Work item A:
Duplicate a portion of the passage on open access, beginning at the words "Thus, most authors" and stopping after the words "option wasn't available.".
Work item B:
Answer these questions using the passage on open access.
(i) What share of articles does the passage say are currently published in open access journals?
(ii) What figure does the passage offer as a more accurate estimate of the articles that could be self-archived?
(iii) Which kind of journal does the passage label "gold"?

═════ Text under study

I would also like to object, once again, to Stevan's continued use of this
5% open access / 95% self-archiving number. It's grossly unfair to contrast
reality (<5% of articles currrently published in open access journals) on
one side with potential (that 95% - or more accurately something like 50% -
of articles COULD be self-archived). With BMC's diverse collection of
journals, PLoS, and the many other open-access publishers in DOAJ (including
high-end journals like PLoS Biology, J. Biol, JCI, BMJ) virtually any
biomedical research article could be published in an open-access journal today.

Thus, most authors - many, many more than the 5% you imply - who want to
make their work freely available have a choice - they can publish it in a
"green" fee-for-access journal and self-archive it, or they can publish in
an open access "gold" journal. They may have reasons to choose the former
route, and there is certainly a lot of work that needs to be done to make
open access journals more appealing, but let's stop implying that the open
access journal option wasn't available.

══════════
═════ Record set

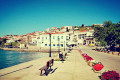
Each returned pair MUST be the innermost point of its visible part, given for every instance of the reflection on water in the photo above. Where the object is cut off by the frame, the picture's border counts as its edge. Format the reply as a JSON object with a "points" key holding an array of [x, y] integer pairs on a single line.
{"points": [[10, 58]]}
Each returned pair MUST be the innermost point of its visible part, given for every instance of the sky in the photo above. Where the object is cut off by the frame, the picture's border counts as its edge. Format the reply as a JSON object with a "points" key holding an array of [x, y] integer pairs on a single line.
{"points": [[18, 17]]}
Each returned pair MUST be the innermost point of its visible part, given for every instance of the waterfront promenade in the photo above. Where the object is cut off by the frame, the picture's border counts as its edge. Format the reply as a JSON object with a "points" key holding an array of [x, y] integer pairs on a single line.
{"points": [[74, 68]]}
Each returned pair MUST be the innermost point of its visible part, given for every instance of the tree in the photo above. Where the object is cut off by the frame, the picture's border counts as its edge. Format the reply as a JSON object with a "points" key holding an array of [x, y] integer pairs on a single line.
{"points": [[82, 25], [108, 35]]}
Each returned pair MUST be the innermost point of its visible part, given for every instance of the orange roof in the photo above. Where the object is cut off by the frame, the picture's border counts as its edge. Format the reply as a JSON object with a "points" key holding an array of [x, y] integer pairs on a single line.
{"points": [[83, 31], [91, 29], [55, 33]]}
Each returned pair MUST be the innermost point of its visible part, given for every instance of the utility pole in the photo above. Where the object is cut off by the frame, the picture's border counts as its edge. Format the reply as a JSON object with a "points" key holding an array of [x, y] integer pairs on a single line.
{"points": [[50, 45], [64, 45]]}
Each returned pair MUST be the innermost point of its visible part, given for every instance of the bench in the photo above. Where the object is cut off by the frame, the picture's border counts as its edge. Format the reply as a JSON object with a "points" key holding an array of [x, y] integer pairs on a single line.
{"points": [[62, 57], [47, 66]]}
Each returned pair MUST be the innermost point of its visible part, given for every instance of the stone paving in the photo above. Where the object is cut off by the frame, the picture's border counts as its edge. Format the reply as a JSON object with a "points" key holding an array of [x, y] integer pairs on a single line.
{"points": [[74, 68]]}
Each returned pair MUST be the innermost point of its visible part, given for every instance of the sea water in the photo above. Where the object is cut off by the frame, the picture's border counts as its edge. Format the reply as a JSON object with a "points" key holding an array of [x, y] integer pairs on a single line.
{"points": [[11, 58]]}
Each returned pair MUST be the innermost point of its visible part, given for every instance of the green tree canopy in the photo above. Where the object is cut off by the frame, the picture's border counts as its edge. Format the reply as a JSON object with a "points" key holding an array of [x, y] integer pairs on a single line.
{"points": [[108, 35]]}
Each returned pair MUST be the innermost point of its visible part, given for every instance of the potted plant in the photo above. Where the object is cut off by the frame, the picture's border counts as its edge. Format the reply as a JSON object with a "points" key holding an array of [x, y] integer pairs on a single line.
{"points": [[97, 67], [90, 62], [115, 53], [110, 75], [87, 58], [108, 51]]}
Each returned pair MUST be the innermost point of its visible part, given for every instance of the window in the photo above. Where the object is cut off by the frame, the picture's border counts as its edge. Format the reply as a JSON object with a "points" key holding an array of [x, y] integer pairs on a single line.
{"points": [[61, 45], [45, 44], [53, 44], [57, 44], [53, 37], [61, 37], [57, 37]]}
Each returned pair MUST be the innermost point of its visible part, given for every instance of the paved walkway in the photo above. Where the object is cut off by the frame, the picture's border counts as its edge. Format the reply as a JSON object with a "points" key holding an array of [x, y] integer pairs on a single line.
{"points": [[74, 68], [110, 61]]}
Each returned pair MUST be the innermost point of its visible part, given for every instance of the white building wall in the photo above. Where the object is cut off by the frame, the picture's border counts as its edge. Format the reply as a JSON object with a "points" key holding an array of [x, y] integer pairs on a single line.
{"points": [[56, 40]]}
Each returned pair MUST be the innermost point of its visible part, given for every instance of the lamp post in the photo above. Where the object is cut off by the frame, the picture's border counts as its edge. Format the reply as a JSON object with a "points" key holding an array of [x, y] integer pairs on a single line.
{"points": [[50, 45], [64, 45], [58, 45]]}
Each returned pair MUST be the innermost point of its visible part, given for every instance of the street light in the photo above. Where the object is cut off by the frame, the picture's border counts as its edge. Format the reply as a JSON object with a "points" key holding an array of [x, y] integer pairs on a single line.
{"points": [[50, 45], [64, 45]]}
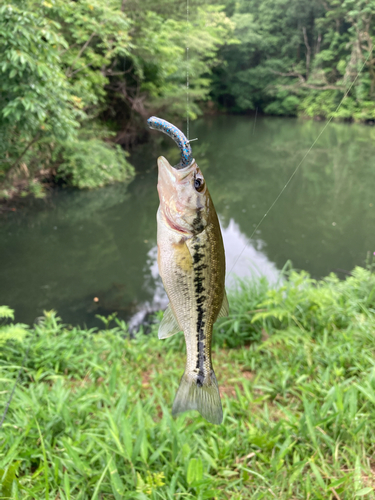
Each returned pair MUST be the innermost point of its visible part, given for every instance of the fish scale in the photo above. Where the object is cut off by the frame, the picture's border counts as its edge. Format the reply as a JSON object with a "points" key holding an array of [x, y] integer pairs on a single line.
{"points": [[191, 264]]}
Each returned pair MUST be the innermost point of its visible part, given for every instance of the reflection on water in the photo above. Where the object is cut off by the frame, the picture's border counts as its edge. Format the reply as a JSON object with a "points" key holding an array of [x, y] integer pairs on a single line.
{"points": [[64, 251]]}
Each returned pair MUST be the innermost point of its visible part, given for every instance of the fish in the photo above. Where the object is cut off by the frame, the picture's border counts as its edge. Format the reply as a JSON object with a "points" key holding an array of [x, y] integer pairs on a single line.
{"points": [[191, 263]]}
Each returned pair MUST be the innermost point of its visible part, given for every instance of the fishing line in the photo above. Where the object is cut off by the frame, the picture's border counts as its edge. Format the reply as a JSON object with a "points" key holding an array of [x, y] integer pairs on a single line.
{"points": [[299, 164], [17, 380], [187, 70]]}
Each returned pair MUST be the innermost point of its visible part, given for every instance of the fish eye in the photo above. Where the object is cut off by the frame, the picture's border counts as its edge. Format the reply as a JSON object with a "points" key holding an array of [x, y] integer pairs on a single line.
{"points": [[198, 184]]}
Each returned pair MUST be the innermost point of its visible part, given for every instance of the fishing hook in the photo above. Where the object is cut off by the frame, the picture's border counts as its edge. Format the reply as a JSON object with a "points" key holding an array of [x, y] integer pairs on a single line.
{"points": [[179, 138]]}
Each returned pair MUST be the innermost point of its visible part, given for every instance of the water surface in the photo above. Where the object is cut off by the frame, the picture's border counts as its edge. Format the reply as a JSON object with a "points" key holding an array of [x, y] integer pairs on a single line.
{"points": [[76, 246]]}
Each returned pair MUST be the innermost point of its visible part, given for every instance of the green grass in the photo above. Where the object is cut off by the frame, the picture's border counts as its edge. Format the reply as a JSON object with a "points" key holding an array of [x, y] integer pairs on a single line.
{"points": [[91, 416]]}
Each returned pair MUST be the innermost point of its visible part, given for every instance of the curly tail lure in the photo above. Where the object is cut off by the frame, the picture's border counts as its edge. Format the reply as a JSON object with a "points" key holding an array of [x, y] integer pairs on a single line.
{"points": [[179, 138]]}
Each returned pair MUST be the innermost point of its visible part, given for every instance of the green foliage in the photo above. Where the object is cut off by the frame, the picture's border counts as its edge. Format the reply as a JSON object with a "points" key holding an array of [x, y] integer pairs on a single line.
{"points": [[15, 332], [70, 65], [299, 57], [93, 163], [91, 415]]}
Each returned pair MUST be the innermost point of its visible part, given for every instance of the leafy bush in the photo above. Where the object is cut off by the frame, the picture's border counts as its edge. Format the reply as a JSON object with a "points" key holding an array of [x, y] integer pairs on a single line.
{"points": [[93, 163], [15, 332]]}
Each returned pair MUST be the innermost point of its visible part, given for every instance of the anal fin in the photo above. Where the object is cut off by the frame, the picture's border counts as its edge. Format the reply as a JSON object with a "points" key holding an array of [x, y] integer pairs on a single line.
{"points": [[168, 325]]}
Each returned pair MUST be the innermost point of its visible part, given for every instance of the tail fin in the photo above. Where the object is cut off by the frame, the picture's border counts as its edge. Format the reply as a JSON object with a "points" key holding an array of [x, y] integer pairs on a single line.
{"points": [[197, 396]]}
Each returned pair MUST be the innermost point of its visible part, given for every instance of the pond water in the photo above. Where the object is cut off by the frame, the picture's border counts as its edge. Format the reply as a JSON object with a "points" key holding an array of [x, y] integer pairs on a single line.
{"points": [[76, 246]]}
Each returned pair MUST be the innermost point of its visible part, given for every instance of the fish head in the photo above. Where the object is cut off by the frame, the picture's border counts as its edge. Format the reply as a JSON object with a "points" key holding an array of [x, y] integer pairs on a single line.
{"points": [[184, 197]]}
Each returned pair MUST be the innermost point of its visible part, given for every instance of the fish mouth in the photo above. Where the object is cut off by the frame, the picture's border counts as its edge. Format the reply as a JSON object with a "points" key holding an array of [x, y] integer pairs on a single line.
{"points": [[168, 181]]}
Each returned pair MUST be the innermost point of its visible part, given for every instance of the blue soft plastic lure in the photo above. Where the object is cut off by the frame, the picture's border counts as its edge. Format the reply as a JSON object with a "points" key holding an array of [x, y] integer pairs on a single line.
{"points": [[179, 138]]}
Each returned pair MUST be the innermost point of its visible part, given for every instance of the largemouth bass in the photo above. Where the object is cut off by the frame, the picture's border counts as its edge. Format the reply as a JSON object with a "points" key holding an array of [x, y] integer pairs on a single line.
{"points": [[192, 267]]}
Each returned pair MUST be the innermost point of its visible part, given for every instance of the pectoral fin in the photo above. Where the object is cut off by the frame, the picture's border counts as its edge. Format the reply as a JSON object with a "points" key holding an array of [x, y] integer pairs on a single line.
{"points": [[168, 325], [224, 311]]}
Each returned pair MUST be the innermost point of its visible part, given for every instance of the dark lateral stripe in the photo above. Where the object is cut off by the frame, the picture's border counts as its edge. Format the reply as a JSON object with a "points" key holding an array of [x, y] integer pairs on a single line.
{"points": [[200, 299]]}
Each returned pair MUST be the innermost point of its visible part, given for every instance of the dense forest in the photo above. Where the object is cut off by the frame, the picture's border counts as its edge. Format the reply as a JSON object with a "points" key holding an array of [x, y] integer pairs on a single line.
{"points": [[79, 78]]}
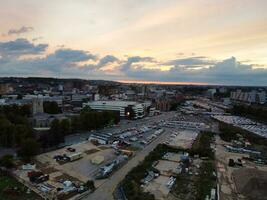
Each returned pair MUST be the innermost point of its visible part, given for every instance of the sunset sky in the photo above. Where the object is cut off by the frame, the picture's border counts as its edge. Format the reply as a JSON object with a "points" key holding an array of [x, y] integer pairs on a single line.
{"points": [[191, 41]]}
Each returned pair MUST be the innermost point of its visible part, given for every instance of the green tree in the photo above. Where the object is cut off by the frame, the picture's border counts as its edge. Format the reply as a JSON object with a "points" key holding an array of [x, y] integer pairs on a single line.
{"points": [[51, 107], [55, 133], [7, 161], [65, 127]]}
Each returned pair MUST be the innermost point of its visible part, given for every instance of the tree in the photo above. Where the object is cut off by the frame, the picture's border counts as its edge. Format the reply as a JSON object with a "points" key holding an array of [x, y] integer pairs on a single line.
{"points": [[29, 148], [65, 127], [55, 133], [7, 161], [90, 184], [51, 107]]}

══════════

Exercise result A:
Thus, most authors - many, many more than the 5% you imply - who want to
make their work freely available have a choice - they can publish it in a
"green" fee-for-access journal and self-archive it, or they can publish in
an open access "gold" journal. They may have reasons to choose the former
route, and there is certainly a lot of work that needs to be done to make
open access journals more appealing, but let's stop implying that the open
access journal option wasn't available.

Exercise result B:
(i) Less than 5%.
(ii) Something like 50%.
(iii) An open access journal.